**Your goal:**
The entries below should be copied exactly and completely.

**Exercise input:**
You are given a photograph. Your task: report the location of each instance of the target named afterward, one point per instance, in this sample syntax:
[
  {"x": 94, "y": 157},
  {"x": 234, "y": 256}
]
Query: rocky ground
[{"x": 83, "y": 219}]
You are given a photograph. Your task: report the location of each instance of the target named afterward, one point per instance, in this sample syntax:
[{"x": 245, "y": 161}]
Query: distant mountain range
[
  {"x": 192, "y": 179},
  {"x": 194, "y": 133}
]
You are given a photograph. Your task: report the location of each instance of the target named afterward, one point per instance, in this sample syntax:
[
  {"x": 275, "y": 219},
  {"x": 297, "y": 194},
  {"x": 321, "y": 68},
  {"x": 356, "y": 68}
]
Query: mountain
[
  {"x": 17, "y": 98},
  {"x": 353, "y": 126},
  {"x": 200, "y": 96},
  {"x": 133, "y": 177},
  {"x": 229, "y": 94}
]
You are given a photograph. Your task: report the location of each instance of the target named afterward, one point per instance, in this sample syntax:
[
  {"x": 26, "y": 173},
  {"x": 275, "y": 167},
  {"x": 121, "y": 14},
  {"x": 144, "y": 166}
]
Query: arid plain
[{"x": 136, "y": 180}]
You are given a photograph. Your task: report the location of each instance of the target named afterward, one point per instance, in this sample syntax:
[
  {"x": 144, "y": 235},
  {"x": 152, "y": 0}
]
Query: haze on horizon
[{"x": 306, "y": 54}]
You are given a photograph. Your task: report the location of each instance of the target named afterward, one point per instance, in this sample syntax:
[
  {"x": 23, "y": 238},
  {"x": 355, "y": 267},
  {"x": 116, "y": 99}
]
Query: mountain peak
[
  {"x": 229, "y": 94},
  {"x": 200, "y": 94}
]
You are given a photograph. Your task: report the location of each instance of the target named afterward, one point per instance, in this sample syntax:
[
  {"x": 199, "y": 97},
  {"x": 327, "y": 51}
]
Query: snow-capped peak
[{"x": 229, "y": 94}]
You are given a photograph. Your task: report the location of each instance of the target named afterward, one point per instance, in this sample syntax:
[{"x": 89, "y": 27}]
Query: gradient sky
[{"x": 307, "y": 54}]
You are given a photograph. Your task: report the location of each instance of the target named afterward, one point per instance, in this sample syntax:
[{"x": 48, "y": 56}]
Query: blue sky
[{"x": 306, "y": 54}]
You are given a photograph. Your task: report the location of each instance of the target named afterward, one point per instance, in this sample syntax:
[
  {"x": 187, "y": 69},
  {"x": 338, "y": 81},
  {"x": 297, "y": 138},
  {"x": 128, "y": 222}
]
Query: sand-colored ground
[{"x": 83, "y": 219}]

**Result of the task:**
You are given a photograph. Your task: report the location of each instance of the target named afterward, one point per instance, in this sample syntax:
[
  {"x": 94, "y": 157},
  {"x": 234, "y": 256}
]
Query: rocky ground
[{"x": 83, "y": 219}]
You are given a photograph. Your task: report the location of each instance of the target named afterward, one point per instance, in this sample syntax:
[{"x": 245, "y": 161}]
Query: distant mountain range
[
  {"x": 192, "y": 179},
  {"x": 194, "y": 133}
]
You are given a photograph. Your task: report the location of each instance of the target named afterward, one point per instance, in this sample syntax:
[
  {"x": 275, "y": 219},
  {"x": 297, "y": 194},
  {"x": 321, "y": 68},
  {"x": 356, "y": 68}
]
Query: mountain
[
  {"x": 17, "y": 98},
  {"x": 353, "y": 126},
  {"x": 200, "y": 96},
  {"x": 133, "y": 177},
  {"x": 229, "y": 94}
]
You are given a photograph. Your task: report the location of each instance of the target named afterward, one point per instance, in this sample syntax:
[
  {"x": 26, "y": 173},
  {"x": 275, "y": 167},
  {"x": 121, "y": 14},
  {"x": 144, "y": 166}
]
Query: arid plain
[{"x": 136, "y": 180}]
You are given a photograph. Your task: report the location of each instance of the target named afterward, one point per instance, in this sample syntax:
[
  {"x": 144, "y": 235},
  {"x": 152, "y": 0}
]
Query: haze on horizon
[{"x": 306, "y": 54}]
You are given a photograph. Your task: report the location of each instance of the target named afterward, one point per instance, in this sample syntax:
[
  {"x": 23, "y": 238},
  {"x": 355, "y": 267},
  {"x": 116, "y": 99}
]
Query: mountain peak
[
  {"x": 229, "y": 94},
  {"x": 200, "y": 94}
]
You are given a photograph. Your task: report the location of each instance of the target named afterward, one point per instance, in this sample syntax:
[
  {"x": 199, "y": 97},
  {"x": 327, "y": 51}
]
Query: snow-capped peak
[{"x": 229, "y": 94}]
You are given a photograph. Your task: report the location of each instance of the target named afterward, one point per instance, in this sample syntax:
[{"x": 89, "y": 27}]
Query: gradient sky
[{"x": 307, "y": 54}]
You are given a photograph. Your task: report the location of each instance of the target named afterward, one point per instance, in this sample syntax:
[{"x": 48, "y": 56}]
Query: blue sky
[{"x": 306, "y": 54}]
You are given a photograph. Your task: report the location of each instance of the target named afterward, one point per instance, in this sample syntax:
[
  {"x": 187, "y": 69},
  {"x": 338, "y": 81},
  {"x": 297, "y": 138},
  {"x": 128, "y": 222}
]
Query: sand-colored ground
[{"x": 83, "y": 219}]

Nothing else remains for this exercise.